> _Consigne 1_: Dressez la liste des défauts du film énumérés dans la phrase de la critique ci-dessous qui commence par « Scénario ridicule ».

> _Texte du document_:
=======
Mais, outre le manque de budget et ce qui va en découler de scènes visuellement ringardes, le film est plombé par bon nombre de scènes que je qualifierais de « à la con » pour ce genre de film. Des scènes plus intimistes (le dialogue avec le gosse, la discussion sur la famille), qui ne servent ici à rien si ce n’est à rallonger la durée du film sans que cela ne coute trop cher. C’est sans parler des stock-shots venus d’autres films, voire de séries (Buck Rogers au 25ème Siècle), uniquement là pour la même raison. Malgré cela, le film atteint péniblement les 1h22. 1h15 si on enlève le générique de fin reprenant des images du film pour nous faire un topo sur les immenses stars du film. Scénario ridicule, festival de coupes mulet, dialogues nazes, effets spéciaux ringards, et pourtant le tout mélangé donne un résultat final stupide et très fun. Et c’est en ça que je dis que la démarche de Pyun n’est pas forcément opportuniste. C’est que ses films n’ont d’autre but que d’essayer de divertir le spectateur, et c’est ce qu’il va essayer de faire à tout prix, quelles que soient les conditions de tournage, quel que soit l’argent qu’on lui donnera pour mettre ses idées en images.
=======
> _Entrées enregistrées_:
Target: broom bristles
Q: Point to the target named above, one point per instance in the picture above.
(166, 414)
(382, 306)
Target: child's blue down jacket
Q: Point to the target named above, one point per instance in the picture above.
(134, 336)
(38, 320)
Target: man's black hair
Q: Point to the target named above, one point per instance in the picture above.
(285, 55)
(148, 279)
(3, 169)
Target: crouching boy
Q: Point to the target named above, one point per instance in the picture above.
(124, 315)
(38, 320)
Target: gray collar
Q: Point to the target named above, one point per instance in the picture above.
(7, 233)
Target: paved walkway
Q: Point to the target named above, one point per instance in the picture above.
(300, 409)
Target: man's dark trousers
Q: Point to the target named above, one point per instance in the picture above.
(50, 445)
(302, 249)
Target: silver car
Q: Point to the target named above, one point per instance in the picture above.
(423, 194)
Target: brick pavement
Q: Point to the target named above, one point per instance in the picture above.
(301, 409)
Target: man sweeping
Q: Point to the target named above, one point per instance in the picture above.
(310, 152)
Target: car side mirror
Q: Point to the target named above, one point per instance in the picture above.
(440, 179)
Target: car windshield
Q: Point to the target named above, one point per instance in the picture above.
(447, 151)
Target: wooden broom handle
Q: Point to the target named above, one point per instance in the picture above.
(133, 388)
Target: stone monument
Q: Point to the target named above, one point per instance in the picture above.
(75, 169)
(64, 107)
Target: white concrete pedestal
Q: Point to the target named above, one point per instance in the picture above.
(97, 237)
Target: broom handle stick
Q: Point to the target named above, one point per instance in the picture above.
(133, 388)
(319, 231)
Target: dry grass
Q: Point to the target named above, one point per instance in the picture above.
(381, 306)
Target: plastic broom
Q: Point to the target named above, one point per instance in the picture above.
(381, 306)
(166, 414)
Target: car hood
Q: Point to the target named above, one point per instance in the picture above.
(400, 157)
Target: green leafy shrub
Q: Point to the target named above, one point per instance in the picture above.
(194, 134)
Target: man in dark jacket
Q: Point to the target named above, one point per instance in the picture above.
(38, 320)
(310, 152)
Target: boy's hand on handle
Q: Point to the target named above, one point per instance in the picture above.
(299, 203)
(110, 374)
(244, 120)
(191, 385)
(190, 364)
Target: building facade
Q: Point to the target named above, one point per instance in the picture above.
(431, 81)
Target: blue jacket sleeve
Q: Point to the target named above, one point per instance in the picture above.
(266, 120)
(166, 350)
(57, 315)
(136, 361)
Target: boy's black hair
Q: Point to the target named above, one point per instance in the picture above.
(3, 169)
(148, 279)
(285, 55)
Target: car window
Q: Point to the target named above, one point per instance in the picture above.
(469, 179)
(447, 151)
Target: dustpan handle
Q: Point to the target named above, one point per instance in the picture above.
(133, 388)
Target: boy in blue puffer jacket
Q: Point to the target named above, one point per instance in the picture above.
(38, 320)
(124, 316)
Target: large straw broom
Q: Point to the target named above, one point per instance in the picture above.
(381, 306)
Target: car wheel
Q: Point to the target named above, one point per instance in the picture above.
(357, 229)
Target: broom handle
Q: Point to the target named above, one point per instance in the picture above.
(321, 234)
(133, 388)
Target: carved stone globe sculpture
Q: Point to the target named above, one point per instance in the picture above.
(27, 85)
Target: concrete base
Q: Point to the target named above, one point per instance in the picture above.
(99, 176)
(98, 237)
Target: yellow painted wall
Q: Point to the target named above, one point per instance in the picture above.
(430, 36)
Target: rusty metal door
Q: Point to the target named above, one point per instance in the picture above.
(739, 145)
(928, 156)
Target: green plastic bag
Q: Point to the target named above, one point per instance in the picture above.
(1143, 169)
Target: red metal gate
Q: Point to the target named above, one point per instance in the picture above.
=======
> _Consigne 2_: Reproduisez fidèlement, dans la liste, tout ce qui va de la ligne contenant « Target: green plastic bag » jusqu'à la fin de la liste, ces deux bornes comprises.

> _Réponse attendue 1_: Scénario ridicule ; festival de coupes mulet ; dialogues nazes ; effets spéciaux ringards.

> _Réponse attendue 2_:
Target: green plastic bag
Q: Point to the target named above, one point per instance in the picture above.
(1143, 169)
Target: red metal gate
Q: Point to the target named above, one point per instance in the picture above.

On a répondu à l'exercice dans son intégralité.